Compito richiesto 1: Riporta fedelmente il passo del brano sull'itinerario in Valnerina che comincia con "A destra e a" e termina con "dorata e lucente.".
Compito richiesto 2: Riscrivi in forma di elenco il paragrafo del brano sull'itinerario in Valnerina che inizia con "A destra e a sinistra del rosone", conservandone i fatti principali.
___ Brano
Sant`Anatolia di Narco e Scheggino - Itinerari e luoghi dell`arte in Valnerina
Tipologia: Circuiti
Lunghezza: 42 km
Difficoltà: In Automobile
Durata: Da 4 a 8 ore
Interessi: Storico - Artistico
L’itinerario parte da Castel San Felice, nel Comune di Sant’Anatolia di Narco, prosegue per Caso e Gavelli per poi ridiscendere nella Valle del Nera. Raggiunta Scheggino, il percorso si conclude con la visita dell’Abbazia di San Pietro in Valle presso Ferentillo.
Ai piedi di Castel San Felice, l’Abbazia dei SS. Mauro e Felice, splendido esempio di romanico umbro, fu eretta nel 1194 nei pressi della primitiva “cella” monastica dove, fino al 1500, sorgeva il cenobio fondato da Mauro, eremita giunto dalla Siria nel sec. VI assieme al figlio Felice. Mauro bonificò la zona resa palustre dalle esondazioni del fiume Nera. Il monastero benedettino, dipendente dalla vicina Abbazia di San Pietro in Valle, ospitava numerosi monaci.
La facciata della chiesa è suddivisa in tre ordini sovrapposti. Al centro del primo, il portale a doppio incasso. Al centro del secondo, separato da nove mensole, incorniciato da un quadrato coi simboli degli Evangelisti, il rosone scandito da colonnine binate su due cerchi concentrici: otto in quello interno, sedici nell’esterno. Il motivo stellare sulla cornice esprime la valenza cosmica dell’evento espresso dal simbolismo numerico: i sette giorni della creazione redenta da Cristo nell’ottavo col patto della Nuova Alleanza.
La triplice ripetizione dell’otto esprime la sovranità del Cristo estesa ai tre mondi e alle tre dimensioni del tempo e la sua consustanzialità con le altre Persone della Trinità.
A destra e a sinistra del rosone, bifore con colonnine tortili. Una serie di 17 archetti sorregge il timpano che, al vertice, protegge un’edicola con l’Agnus Dei, segno degli insediamenti monastici benedettini. Sopra l’Agnello crocifero, una grande rosa di rame un tempo dorata e lucente.
Sotto il rosone, sul lungo fregio in bassorilievo, il santo barbato brandisce l’ascia per colpire il drago. Alle sue spalle, la tana del mostro: una grotta. Secondo la versione più antica della leggenda (sec. VIII) fu Mauro a uccidere il drago. Alle sue spalle, un angelo benedice l’impresa. Dinanzi al sauroctono, un secondo angelo assiste l’impresa assieme a un altro personaggio: forse Felice che, quando la figura era integra, brandiva un bastone o una lancia. Alle sue spalle, un orante: forse lo stesso Mauro che si affida a Dio prima di compiere l’impresa. Nella parte destra del fregio, la resurrezione del figlio d’una vedova operata da Felice.
______
___ Dati registrati
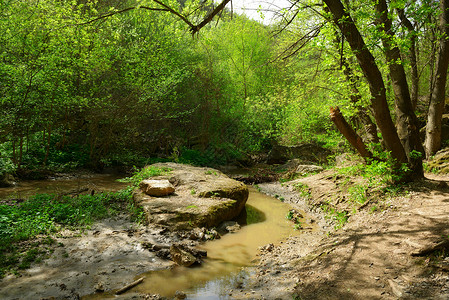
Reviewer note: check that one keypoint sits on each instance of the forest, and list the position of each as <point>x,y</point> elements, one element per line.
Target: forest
<point>94,84</point>
<point>183,91</point>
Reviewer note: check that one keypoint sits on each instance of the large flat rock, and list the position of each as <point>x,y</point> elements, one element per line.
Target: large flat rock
<point>203,197</point>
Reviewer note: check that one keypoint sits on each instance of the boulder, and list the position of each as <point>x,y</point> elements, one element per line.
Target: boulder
<point>204,197</point>
<point>440,161</point>
<point>157,188</point>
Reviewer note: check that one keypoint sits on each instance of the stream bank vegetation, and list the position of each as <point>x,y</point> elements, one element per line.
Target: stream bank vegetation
______
Soluzione svolta 1:
A destra e a sinistra del rosone, bifore con colonnine tortili. Una serie di 17 archetti sorregge il timpano che, al vertice, protegge un’edicola con l’Agnus Dei, segno degli insediamenti monastici benedettini. Sopra l’Agnello crocifero, una grande rosa di rame un tempo dorata e lucente.

Soluzione svolta 2:
- Ai lati del rosone: bifore con colonnine tortili.
- Una serie di 17 archetti sorregge il timpano.
- Al vertice del timpano: un'edicola con l'Agnus Dei, segno degli insediamenti monastici benedettini.
- Sopra l'Agnello crocifero: una grande rosa di rame, un tempo dorata e lucente.